Selected excerpt:
________________________________________
Skip to main content

The loneliness of the long distance blogger




I’m the one individual who has run this blog since 2009.  

Since 1972 I have followed the Soviet and Russian gymnasts through thick and thin. This has included times when virtually no information reached our ears to times when there has been so much information that my brain has felt like it’s exploding.  There have been times when I have had to step back and slow down, others when I have felt I am arguing a vicarious debate for the gymnasts, for example in 2016 when they were threatened with an unfair Olympic ban for doping.  

Sometimes I feel as though I don’t have the right to stop.


These days I’m constantly questioning the rights and wrongs and trying to find a fair way forward that gives readers what they want, me and others a chance to speak our truths, reflects the reality of the sport in Russia, and is respectful towards Ukraine and its suffering.  My blog is about gymnastics, not war, but in order to be critical I need to heed the context.  At present that context includes war.


Often I can’t be critical because it’s too difficult to navigate the grey area between different truths and outright lies (not from the gymnasts who I think almost always speak from their hearts, but bigger lies from supermassive states).  I monitor social media and the internet, and I use Google translate to try to get to the bottom of things that are happening - whether it’s Melnikova’s birthday party on a yacht, Marinov’s struggles with injury or the Russian Government’s decisions to favour digital sport over action on the apparatus.  


Often, I’m just recording what the coaches and gymnasts say - I feel this is important as a historical record, even though I do have to be selective.  And my selectivity will inevitably be flawed.  I’m not paid for doing this, nor do I speak fluent Russian.  It’s hard work even if I do love the gymnasts.  It often feels as though I can’t do enough.  


There are other very good blogs and internet sites who follow the history of the sport, but this is the one that focusses on Russia in all its good, bad, glory and failure.  This is the one that attempts to monitor the narrative of contemporary events in Russian gymnastics, to provide some snapshots that can eventually tell a story of the sport in Russia. 


I don’t talk about ‘facts’.  I can say that it’s recorded that Svetlana Khorkina won the World AA in 1997; that’s a fact in the FIG’s records.  But facts tend to be a bit flat and uninteresting.  It’s far more realistic and interesting to make contentions based on what’s accepted as fact.  That involves criticality, and makes the telling of history something that is compelling.


I’m fairly sure that after 72 years of being a world leader in the sport of artistic gymnastics, Russia is now leaving the stage, and it’s because of its state’s involvement in war.  We are at a turning point in the sport.  And the rights and wrongs are more difficult than ever to fathom.  Should I even be writing this blog at all?  Where does gymnastics end, and propaganda begin?  


The gymnasts are trapped in a destiny that most likely isn’t of their own choosing.  They didn’t ask to be born in Russia. Russia has always emphasised the military in its history as though it’s something to be proud of.  We think we don’t have that perspective, but the truth is that we see things through our own spectacles and no one else’s.  We don’t see the parades at the Cenotaph as military propaganda; we read them as remembrance.   We are lucky that we live in a state that gives us the freedom to talk about this, or even think about it.  Nikita Nagorny is a big show off who has turned to his country as a way of making his voice heard, but in our countries he would be a talk show host and a scout leader, not a propagandist for an authoritarian state.  As David Belyavski said, if he were asked to fight for Russia in the war against Ukraine, he would do so: what other choice would he have?
________________________________________
Listing:
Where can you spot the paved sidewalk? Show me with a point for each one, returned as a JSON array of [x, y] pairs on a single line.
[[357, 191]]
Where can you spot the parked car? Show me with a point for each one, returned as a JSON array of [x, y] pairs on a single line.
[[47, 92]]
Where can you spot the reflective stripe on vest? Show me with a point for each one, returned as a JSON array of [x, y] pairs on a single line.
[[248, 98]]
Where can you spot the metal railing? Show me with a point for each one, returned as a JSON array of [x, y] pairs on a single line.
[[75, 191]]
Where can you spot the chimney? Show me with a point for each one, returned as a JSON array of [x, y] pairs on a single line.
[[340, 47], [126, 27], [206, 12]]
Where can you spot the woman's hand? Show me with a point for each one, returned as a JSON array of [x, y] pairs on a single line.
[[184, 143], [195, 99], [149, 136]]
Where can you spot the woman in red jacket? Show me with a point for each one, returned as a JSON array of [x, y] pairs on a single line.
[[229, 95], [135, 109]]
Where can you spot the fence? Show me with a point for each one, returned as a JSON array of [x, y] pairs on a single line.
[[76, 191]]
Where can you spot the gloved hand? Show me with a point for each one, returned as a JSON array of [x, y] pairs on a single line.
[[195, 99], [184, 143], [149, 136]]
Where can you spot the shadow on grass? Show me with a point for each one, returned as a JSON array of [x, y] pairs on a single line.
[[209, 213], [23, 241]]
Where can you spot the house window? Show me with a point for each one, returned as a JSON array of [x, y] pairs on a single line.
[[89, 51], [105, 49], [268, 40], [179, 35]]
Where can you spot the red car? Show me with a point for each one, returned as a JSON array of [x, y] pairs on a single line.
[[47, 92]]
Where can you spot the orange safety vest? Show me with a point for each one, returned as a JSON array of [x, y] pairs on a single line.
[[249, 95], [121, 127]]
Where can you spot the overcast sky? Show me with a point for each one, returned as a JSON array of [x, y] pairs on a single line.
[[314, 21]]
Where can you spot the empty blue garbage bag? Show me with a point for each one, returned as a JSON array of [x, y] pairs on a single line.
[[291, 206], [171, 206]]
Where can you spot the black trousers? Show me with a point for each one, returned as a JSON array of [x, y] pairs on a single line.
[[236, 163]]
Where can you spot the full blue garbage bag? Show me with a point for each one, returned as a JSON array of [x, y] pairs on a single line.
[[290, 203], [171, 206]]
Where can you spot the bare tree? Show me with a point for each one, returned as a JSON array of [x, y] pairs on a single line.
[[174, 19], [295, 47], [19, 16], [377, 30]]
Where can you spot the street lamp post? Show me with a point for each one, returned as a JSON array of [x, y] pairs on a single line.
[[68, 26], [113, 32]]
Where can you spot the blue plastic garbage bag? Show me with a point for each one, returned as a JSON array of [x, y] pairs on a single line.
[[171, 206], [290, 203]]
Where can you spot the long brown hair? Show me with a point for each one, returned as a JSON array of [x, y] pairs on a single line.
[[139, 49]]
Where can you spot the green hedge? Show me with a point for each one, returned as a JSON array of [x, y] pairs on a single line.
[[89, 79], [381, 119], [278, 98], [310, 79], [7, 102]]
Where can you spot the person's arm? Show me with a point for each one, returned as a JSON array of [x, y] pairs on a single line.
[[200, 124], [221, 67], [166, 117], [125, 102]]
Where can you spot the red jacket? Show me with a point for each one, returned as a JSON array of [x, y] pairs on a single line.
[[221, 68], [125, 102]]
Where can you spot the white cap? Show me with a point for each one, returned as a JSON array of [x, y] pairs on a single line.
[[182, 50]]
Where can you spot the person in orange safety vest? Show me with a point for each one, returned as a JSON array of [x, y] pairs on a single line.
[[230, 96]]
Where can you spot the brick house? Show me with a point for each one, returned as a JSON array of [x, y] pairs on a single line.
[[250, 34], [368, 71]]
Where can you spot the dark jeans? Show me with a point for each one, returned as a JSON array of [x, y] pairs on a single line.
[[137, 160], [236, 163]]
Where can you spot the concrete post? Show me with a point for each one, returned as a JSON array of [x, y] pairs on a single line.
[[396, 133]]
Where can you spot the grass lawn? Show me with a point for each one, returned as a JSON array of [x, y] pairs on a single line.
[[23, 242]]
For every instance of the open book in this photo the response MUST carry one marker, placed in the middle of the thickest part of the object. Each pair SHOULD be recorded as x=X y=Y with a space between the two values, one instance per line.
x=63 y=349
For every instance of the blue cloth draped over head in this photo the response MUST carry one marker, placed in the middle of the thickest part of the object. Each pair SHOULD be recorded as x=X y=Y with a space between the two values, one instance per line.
________________________________________
Work to do:
[a] Reproduce the stretch of the gymnastics blog post from "I’m fairly sure" through "and propaganda begin?", word for word.
[b] Rewrite the records as a numbered list, from the start of the records through the line containing "[[314, 21]]", with blank lines left out. Include only those lines.

Solutions per task:
[a]
I’m fairly sure that after 72 years of being a world leader in the sport of artistic gymnastics, Russia is now leaving the stage, and it’s because of its state’s involvement in war.  We are at a turning point in the sport.  And the rights and wrongs are more difficult than ever to fathom.  Should I even be writing this blog at all?  Where does gymnastics end, and propaganda begin?

[b]
1. Where can you spot the paved sidewalk? Show me with a point for each one, returned as a JSON array of [x, y] pairs on a single line.
2. [[357, 191]]
3. Where can you spot the parked car? Show me with a point for each one, returned as a JSON array of [x, y] pairs on a single line.
4. [[47, 92]]
5. Where can you spot the reflective stripe on vest? Show me with a point for each one, returned as a JSON array of [x, y] pairs on a single line.
6. [[248, 98]]
7. Where can you spot the metal railing? Show me with a point for each one, returned as a JSON array of [x, y] pairs on a single line.
8. [[75, 191]]
9. Where can you spot the chimney? Show me with a point for each one, returned as a JSON array of [x, y] pairs on a single line.
10. [[340, 47], [126, 27], [206, 12]]
11. Where can you spot the woman's hand? Show me with a point for each one, returned as a JSON array of [x, y] pairs on a single line.
12. [[184, 143], [195, 99], [149, 136]]
13. Where can you spot the woman in red jacket? Show me with a point for each one, returned as a JSON array of [x, y] pairs on a single line.
14. [[229, 95], [135, 109]]
15. Where can you spot the fence? Show me with a point for each one, returned as a JSON array of [x, y] pairs on a single line.
16. [[76, 191]]
17. Where can you spot the gloved hand? Show me with a point for each one, returned as a JSON array of [x, y] pairs on a single line.
18. [[195, 99], [184, 143], [149, 136]]
19. Where can you spot the shadow on grass? Show me with a point for each one, returned as a JSON array of [x, y] pairs on a single line.
20. [[209, 213], [23, 241]]
21. Where can you spot the house window? Show me with a point for each one, returned as a JSON array of [x, y] pairs on a single line.
22. [[89, 51], [105, 49], [268, 40], [179, 35]]
23. Where can you spot the red car? Show me with a point for each one, returned as a JSON array of [x, y] pairs on a single line.
24. [[47, 92]]
25. Where can you spot the orange safety vest? Show me with a point for each one, returned as a JSON array of [x, y] pairs on a single line.
26. [[249, 95], [121, 127]]
27. Where can you spot the overcast sky? Show me with a point for each one, returned as a JSON array of [x, y] pairs on a single line.
28. [[314, 21]]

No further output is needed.